**Task requirements**
Go to the line that contains "target | parked car" and extract it along with every line after it, exactly, through the end of the data below.

**Data excerpts**
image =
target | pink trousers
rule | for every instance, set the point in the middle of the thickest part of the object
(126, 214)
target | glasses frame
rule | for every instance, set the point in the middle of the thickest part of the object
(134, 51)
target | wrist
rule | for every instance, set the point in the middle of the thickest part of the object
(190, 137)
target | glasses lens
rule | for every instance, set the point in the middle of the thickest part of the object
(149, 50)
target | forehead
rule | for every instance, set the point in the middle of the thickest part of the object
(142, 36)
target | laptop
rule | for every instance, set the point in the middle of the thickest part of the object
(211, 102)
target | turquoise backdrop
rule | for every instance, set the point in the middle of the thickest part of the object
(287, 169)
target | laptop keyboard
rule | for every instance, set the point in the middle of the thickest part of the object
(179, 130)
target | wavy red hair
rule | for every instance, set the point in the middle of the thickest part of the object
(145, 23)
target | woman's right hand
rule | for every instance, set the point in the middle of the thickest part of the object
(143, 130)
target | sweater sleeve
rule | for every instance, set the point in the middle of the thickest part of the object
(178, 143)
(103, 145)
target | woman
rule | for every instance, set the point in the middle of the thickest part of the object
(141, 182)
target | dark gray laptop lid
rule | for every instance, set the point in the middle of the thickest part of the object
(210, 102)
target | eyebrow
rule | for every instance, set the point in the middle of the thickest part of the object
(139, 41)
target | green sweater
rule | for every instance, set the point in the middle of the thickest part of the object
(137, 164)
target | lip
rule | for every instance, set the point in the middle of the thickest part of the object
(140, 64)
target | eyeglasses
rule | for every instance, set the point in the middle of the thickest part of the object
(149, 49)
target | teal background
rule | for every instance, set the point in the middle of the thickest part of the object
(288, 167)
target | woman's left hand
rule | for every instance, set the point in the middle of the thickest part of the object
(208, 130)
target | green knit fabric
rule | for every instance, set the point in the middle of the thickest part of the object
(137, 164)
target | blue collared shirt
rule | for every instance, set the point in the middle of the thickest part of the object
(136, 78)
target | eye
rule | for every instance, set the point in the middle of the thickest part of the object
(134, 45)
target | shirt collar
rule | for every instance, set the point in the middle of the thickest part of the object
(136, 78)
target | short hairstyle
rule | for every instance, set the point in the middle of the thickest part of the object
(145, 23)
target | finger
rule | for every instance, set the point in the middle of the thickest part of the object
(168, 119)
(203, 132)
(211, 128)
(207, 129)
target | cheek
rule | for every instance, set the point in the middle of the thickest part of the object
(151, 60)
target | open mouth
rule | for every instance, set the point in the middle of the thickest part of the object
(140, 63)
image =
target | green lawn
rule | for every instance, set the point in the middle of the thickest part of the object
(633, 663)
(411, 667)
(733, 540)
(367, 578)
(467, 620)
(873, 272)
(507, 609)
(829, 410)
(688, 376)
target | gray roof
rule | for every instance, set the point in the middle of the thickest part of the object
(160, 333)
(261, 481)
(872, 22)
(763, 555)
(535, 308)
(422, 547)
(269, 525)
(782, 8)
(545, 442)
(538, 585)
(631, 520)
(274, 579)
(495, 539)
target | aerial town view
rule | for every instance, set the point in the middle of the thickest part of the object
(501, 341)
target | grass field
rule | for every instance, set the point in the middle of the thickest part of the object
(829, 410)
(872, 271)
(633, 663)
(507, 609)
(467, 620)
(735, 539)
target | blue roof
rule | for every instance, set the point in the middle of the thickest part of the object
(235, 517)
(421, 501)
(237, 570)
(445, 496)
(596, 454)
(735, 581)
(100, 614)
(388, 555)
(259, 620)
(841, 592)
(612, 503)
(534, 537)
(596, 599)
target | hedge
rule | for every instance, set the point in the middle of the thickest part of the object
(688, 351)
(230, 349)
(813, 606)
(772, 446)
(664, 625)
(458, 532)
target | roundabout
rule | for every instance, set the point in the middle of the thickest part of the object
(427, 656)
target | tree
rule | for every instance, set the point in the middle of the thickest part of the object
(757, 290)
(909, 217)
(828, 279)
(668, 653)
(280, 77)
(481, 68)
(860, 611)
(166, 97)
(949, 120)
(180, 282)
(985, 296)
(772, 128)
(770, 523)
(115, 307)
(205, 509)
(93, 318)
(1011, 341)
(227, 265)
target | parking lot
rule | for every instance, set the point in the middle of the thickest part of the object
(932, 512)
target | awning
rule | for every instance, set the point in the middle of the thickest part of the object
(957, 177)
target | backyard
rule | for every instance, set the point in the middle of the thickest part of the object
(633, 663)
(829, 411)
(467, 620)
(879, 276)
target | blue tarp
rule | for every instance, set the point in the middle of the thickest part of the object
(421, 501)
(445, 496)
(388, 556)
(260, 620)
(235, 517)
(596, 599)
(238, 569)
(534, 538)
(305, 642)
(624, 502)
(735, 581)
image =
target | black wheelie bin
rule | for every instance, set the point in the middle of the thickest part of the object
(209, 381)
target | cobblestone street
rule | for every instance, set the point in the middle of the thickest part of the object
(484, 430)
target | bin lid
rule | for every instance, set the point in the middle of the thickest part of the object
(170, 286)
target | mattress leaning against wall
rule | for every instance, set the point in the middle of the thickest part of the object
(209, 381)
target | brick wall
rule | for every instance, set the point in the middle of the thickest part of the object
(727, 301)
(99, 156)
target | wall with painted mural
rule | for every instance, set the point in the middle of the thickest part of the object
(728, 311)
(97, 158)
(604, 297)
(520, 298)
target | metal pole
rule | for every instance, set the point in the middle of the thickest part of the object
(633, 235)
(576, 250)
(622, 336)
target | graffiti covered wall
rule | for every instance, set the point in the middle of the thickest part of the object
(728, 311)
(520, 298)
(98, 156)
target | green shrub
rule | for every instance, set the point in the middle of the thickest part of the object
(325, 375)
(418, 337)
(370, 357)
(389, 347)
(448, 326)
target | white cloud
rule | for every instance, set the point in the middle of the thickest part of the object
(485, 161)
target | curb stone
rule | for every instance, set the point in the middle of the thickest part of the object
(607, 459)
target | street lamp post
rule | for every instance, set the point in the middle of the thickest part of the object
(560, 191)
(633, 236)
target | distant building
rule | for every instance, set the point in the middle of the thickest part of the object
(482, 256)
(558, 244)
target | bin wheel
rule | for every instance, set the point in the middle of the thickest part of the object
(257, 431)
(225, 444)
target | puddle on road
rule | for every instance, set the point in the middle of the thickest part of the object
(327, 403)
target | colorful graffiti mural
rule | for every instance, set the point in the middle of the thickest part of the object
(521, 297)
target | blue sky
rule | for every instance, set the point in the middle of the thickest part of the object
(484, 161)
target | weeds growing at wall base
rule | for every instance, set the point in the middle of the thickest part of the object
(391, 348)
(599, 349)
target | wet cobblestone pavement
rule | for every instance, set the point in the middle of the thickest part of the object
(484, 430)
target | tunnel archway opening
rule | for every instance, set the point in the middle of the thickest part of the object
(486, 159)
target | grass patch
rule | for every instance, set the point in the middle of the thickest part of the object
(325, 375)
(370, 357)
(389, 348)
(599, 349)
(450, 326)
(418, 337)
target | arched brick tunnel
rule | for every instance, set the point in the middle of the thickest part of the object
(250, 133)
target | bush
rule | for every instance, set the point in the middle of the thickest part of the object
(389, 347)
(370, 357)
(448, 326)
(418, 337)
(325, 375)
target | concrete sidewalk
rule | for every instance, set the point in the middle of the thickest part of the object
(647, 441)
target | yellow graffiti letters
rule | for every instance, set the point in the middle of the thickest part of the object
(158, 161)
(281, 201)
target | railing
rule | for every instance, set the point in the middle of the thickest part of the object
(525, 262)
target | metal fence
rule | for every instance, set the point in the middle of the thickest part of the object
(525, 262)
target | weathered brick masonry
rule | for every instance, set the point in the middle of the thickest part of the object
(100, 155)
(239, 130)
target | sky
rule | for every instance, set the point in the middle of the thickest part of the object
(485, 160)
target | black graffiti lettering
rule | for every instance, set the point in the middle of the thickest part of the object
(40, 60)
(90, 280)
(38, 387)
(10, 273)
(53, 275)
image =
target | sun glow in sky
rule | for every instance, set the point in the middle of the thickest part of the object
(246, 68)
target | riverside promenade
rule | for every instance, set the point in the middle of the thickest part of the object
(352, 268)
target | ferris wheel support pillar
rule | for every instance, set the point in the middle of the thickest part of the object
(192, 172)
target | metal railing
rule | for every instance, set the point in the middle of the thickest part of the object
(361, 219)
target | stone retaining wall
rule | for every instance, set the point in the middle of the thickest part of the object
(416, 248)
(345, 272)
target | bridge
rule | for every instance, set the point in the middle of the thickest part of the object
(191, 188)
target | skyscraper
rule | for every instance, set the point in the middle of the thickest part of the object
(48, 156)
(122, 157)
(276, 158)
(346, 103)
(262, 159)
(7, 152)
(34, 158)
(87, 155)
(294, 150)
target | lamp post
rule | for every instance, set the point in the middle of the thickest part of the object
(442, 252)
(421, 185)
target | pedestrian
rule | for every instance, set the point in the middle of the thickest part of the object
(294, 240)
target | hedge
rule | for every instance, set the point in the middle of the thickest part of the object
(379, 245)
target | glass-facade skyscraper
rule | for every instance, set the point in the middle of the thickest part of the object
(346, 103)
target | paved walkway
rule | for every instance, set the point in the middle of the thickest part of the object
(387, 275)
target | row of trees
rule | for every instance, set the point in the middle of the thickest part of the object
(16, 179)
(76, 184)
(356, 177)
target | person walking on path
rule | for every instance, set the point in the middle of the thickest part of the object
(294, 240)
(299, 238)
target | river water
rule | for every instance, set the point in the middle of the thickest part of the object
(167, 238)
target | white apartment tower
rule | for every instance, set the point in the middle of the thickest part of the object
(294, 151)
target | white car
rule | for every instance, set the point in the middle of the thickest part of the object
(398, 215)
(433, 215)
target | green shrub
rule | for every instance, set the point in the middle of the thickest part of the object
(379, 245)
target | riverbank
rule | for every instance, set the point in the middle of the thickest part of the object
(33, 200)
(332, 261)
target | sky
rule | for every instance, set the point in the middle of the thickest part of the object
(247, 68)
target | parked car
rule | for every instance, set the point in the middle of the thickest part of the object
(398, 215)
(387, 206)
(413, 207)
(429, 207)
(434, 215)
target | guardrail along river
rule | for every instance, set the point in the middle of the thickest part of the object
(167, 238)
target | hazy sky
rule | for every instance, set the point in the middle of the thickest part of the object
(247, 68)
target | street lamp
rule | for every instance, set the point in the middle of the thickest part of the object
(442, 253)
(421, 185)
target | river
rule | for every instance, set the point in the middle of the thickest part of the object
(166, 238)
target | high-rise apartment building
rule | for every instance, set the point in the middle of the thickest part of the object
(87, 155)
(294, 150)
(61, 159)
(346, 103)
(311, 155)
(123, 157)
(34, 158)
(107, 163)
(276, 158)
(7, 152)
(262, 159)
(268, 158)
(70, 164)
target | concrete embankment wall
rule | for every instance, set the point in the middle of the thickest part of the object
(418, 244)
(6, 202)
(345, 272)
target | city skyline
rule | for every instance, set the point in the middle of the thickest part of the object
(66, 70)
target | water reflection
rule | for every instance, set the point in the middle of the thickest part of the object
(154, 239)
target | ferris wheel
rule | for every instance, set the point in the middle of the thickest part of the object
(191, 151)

**Complete output**
target | parked car
rule | for every instance, set the point in the middle of the thickest part of the object
(398, 215)
(387, 206)
(413, 207)
(429, 207)
(434, 215)
target | guardrail along river
rule | for every instance, set the point in the middle of the thickest part of the object
(167, 238)
target | hazy sky
rule | for every instance, set the point in the middle of the thickest part of the object
(247, 68)
target | street lamp
rule | for every instance, set the point in the middle of the thickest part of the object
(442, 253)
(421, 185)
target | river
rule | for every instance, set the point in the middle of the thickest part of the object
(166, 238)
target | high-rise apartment building
rule | for every instance, set the point in the middle of the thickest part of the object
(87, 155)
(294, 150)
(61, 159)
(346, 103)
(311, 155)
(123, 157)
(34, 158)
(107, 163)
(276, 158)
(7, 152)
(262, 159)
(268, 158)
(70, 164)
target | concrete embankment wall
rule | for every instance, set the point in the middle of the thickest part of the object
(418, 244)
(6, 202)
(345, 272)
target | city skyline
rule | for every instance, set the point in the middle of the thickest part of the object
(66, 70)
target | water reflection
rule | for every instance, set the point in the middle of the thickest part of the object
(154, 239)
target | ferris wheel
rule | for every instance, set the point in the middle of the thickest part of the object
(191, 151)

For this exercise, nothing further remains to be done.